* Task item: In the psychology glossary, at about what age does the babbling stage begin?

* Text shown:
□ □ □ □ □ □ □

Antidepressant Drugs
Drugs used to treat depressive disorders, anxiety disorders, obsessive-compulsive and related disorders, and posttraumatic stress disorder.
Several widely used antidepressant drugs are selective serotonin reuptake inhibitors — SSRIs.
Antipsychotic Drugs
Drugs used to treat schizophrenia and other forms of severe thought disorders.
Antisocial Behavior
Negative, destructive, harmful behavior.
The opposite of prosocial behavior.
Antisocial Personality Disorder
A personality disorder in which a person (usually a man) exhibits a lack of conscience for wrongdoing, even toward friends and family members; may be aggressive and ruthless or a clever con artist.
Anxiety Disorders
A group of disorders characterized by excessive fear and anxiety and related maladaptive behaviors.
Aphasia
Impairment of language, usually caused by left hemisphere damage either to Broca’s area (impairing speaking) or to Wernicke’s area (impairing understanding).
Approach and Avoidance Motives
The drive to move toward (approach) or away from (avoid) a stimulus.
Aptitude Test
A test designed to predict a person’s future performance; aptitude is the capacity to learn.
Asexual
Having no sexual attraction toward others.
Assimilation
Interpreting our new experiences in terms of our existing schemas.
Association Areas
Areas of the cerebral cortex that are not involved in primary motor or sensory functions; rather, they are involved in higher mental functions such as learning, remembering, thinking, and speaking.
Associative Learning
Learning that certain events occur together.
The events may be two stimuli (as in classical conditioning) or a response and its consequence (as in operant conditioning).
Attachment
An emotional tie with others; shown in young children by their seeking closeness to caregivers and showing distress on separation.
Attention-Deficit/Hyperactivity Disorder (ADHD)
A psychological disorder marked by extreme inattention and/or hyperactivity and impulsivity.
Attitudes
Feelings, often influenced by our beliefs, that predispose us to respond in a particular way to objects, people, and events.
Attribution Theory
The theory that we explain someone’s behavior by crediting either the situation (a situational attribution) or the person’s stable, enduring traits (a dispositional attribution).
Audition
The sense or act of hearing.
Autism Spectrum Disorder (ASD)
A disorder that appears in childhood and is marked by limitations in communication and social interaction, and by rigidly fixated interests and repetitive behaviors.
Autokinetic Effect
The illusory movement of a still spot of light in a dark room.
Automatic Processing
Unconscious encoding of incidental information, such as space, time, and frequency, and of familiar or well-learned information, such as sounds, smells, and word meanings.
Autonomic Nervous System (ANS)
The part of the peripheral nervous system that controls the glands and the muscles of the internal organs (such as the heart).
Its sympathetic division arouses; its parasympathetic division calms.
Availability Heuristic
Judging the likelihood of events based on their availability in memory; if instances come readily to mind (perhaps because of their vividness), we presume such events are common.
Aversive Conditioning
Associates an unpleasant state (such as nausea) with an unwanted behavior (such as drinking alcohol).
Axon
The segmented neuron extension that passes messages through its branches to other neurons or to muscles or glands.
Babbling Stage
The stage in speech development, beginning around 4 months, during which an infant spontaneously utters various sounds that are not all related to the household language.
Barbiturates
Drugs that depress central nervous system activity, reducing anxiety but impairing memory and judgment.

□ □ □ □ □ □ □

* Material supplied:

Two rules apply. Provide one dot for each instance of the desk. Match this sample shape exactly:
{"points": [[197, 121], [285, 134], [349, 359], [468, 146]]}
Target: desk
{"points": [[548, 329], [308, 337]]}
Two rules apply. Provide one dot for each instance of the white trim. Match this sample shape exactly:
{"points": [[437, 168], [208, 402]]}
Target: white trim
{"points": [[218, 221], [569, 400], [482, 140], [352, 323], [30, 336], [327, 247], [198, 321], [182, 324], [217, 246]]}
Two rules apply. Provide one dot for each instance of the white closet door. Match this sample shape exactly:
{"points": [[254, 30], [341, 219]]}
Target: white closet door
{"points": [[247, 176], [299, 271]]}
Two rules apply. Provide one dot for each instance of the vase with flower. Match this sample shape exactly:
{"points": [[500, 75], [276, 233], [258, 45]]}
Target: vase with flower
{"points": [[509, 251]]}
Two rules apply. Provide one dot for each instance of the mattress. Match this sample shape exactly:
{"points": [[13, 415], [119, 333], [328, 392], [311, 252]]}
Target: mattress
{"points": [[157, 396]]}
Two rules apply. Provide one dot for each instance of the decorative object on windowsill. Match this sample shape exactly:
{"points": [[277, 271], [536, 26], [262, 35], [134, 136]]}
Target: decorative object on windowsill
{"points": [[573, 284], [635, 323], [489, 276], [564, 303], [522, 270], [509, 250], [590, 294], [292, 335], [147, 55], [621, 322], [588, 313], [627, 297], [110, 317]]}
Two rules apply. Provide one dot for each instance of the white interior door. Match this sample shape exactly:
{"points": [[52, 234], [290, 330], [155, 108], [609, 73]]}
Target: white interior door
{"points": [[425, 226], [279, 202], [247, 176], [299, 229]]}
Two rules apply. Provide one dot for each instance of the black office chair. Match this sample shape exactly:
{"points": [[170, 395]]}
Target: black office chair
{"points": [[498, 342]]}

□ □ □ □ □ □ □

* Task response: Around 4 months.